## TEXT PROVIDED
= = = = = = =

Adaptive neonate brain segmentation

Abstract

Babies born prematurely are at increased risk of adverse neurodevelopmental outcomes. Recent advances suggest that measurement of brain volumes can help in defining biomarkers for neurodevelopmental outcome. These techniques rely on an accurate segmentation of the MRI data. However, due to lack of contrast, partial volume (PV) effect, the existence of both hypo- and hyper-intensities and significant natural and pathological anatomical variability, the segmentation of neonatal brain MRI is challenging. We propose a pipeline for image segmentation that uses a novel multi-model Maximum a posteriori Expectation Maximisation (MAP-EM) segmentation algorithm with a prior over both intensities and the tissue proportions, a B0 inhomogeneity correction, and a spatial homogeneity term through the use of a Markov Random Field. This robust and adaptive technique enables the segmentation of images with high anatomical disparity from a normal population. Furthermore, the proposed method implicitly models Partial Volume, mitigating the problem of neonatal white/grey matter intensity inversion. Experiments performed on a clinical cohort show expected statistically significant correlations with gestational age at birth and birthweight. Furthermore, the proposed method obtains statistically significant improvements in Dice scores when compared to the a Maximum Likelihood EM algorithm.

= = = = = = =

## ASSIGNED TASK 1
From the abstract on neonate brain segmentation, list every reason it gives for why segmenting neonatal brain MRI is challenging.
## ASSIGNED TASK 2
According to the abstract, which algorithm was the proposed method compared against when its Dice scores improved significantly?

## RECORDS SUPPLIED
= = = = = = =

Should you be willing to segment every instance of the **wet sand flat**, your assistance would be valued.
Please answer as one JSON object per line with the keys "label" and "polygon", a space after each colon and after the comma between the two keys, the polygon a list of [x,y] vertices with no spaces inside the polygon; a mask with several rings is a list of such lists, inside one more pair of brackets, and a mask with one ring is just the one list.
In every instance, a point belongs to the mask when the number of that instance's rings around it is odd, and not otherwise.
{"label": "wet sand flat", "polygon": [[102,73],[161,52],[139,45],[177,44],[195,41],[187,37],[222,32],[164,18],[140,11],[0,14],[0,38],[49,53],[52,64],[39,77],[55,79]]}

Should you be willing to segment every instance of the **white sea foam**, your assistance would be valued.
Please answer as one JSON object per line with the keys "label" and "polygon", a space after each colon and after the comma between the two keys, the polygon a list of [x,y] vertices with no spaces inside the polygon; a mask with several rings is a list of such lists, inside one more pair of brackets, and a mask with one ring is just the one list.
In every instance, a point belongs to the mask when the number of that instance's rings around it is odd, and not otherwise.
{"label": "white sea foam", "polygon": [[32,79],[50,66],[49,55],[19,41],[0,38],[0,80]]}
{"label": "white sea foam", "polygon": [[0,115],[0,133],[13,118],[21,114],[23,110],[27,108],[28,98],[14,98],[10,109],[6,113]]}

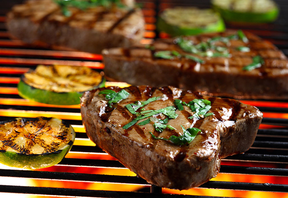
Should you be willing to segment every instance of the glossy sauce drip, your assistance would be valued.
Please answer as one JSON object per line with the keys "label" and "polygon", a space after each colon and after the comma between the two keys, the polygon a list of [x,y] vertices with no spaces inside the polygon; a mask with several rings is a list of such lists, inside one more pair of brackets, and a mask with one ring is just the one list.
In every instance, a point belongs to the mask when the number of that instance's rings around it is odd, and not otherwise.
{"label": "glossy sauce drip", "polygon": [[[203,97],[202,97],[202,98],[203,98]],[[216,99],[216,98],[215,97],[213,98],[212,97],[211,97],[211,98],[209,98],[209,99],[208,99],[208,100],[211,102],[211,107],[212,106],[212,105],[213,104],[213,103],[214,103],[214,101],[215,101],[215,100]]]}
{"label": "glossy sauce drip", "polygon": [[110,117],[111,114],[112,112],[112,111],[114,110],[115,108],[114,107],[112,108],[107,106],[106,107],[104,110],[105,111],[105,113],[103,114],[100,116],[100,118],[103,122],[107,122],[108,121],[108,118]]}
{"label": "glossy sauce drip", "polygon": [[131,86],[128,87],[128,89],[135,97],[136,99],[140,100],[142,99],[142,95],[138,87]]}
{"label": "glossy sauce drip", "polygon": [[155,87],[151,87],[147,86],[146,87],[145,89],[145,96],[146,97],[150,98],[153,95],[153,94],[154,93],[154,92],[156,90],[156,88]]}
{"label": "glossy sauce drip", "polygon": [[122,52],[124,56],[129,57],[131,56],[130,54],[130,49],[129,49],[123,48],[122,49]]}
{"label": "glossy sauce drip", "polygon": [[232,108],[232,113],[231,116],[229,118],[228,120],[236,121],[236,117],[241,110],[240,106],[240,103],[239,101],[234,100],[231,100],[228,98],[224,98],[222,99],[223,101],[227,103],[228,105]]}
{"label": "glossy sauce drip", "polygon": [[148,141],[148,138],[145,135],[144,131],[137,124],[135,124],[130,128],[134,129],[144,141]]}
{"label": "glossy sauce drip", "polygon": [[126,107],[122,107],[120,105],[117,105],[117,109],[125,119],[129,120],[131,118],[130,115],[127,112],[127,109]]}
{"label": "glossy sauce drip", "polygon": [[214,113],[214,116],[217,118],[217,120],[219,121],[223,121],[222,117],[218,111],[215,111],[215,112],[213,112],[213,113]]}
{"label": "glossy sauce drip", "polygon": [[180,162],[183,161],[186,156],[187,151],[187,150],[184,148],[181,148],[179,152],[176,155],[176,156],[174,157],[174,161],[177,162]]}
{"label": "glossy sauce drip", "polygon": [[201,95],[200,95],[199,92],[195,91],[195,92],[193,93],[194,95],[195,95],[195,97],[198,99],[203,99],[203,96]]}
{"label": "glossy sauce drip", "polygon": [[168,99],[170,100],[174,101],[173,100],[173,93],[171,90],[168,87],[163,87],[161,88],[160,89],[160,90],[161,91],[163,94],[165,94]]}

= = = = = = =

## EXPECTED OUTPUT 1
- Lack of contrast
- Partial volume (PV) effect
- The existence of both hypo- and hyper-intensities
- Significant natural and pathological anatomical variability

## EXPECTED OUTPUT 2
A Maximum Likelihood EM algorithm.